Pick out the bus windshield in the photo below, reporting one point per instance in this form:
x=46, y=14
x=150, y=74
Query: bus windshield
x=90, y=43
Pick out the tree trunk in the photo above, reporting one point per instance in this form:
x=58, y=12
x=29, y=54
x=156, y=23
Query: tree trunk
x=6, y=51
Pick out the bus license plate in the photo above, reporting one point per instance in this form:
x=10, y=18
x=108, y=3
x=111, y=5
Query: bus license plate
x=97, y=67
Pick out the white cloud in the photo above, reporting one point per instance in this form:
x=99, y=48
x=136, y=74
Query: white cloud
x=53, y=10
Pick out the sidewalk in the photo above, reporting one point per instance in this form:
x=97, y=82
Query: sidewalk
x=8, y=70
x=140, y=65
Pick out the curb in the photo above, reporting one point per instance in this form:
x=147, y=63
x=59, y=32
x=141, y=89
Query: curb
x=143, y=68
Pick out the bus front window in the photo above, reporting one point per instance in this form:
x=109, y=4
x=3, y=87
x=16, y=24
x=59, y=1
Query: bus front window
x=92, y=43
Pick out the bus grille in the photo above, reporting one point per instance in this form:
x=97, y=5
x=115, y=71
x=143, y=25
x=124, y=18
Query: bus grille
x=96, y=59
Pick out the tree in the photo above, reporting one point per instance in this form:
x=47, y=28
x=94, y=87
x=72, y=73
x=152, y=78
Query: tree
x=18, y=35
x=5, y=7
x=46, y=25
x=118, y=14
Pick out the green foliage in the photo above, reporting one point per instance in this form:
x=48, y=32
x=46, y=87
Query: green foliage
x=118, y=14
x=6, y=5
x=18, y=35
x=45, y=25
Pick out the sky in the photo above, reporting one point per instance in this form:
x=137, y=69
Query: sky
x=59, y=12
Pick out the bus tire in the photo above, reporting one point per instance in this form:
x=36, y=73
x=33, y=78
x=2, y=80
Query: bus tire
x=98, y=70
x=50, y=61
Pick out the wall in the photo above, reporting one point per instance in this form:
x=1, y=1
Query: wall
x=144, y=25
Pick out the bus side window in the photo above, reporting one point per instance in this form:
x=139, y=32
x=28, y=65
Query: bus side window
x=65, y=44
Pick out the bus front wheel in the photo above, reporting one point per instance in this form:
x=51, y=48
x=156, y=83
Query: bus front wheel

§

__WHAT IS NEEDED__. Of the lines above, output exactly those from the line bearing "Query: sidewalk" through the line bearing "x=143, y=25", inclusive.

__FINISHED EXERCISE__.
Query: sidewalk
x=8, y=70
x=140, y=65
Pick out the curb in the photo above, reporting one point per instance in this form:
x=147, y=63
x=59, y=32
x=141, y=89
Query: curb
x=143, y=68
Pick out the bus front window in the photo above, reporting one point per instance in this form:
x=109, y=4
x=3, y=87
x=16, y=24
x=59, y=1
Query: bus front window
x=92, y=43
Pick out the bus grille in the photo above, reporting one point per instance in this form:
x=97, y=5
x=115, y=71
x=143, y=25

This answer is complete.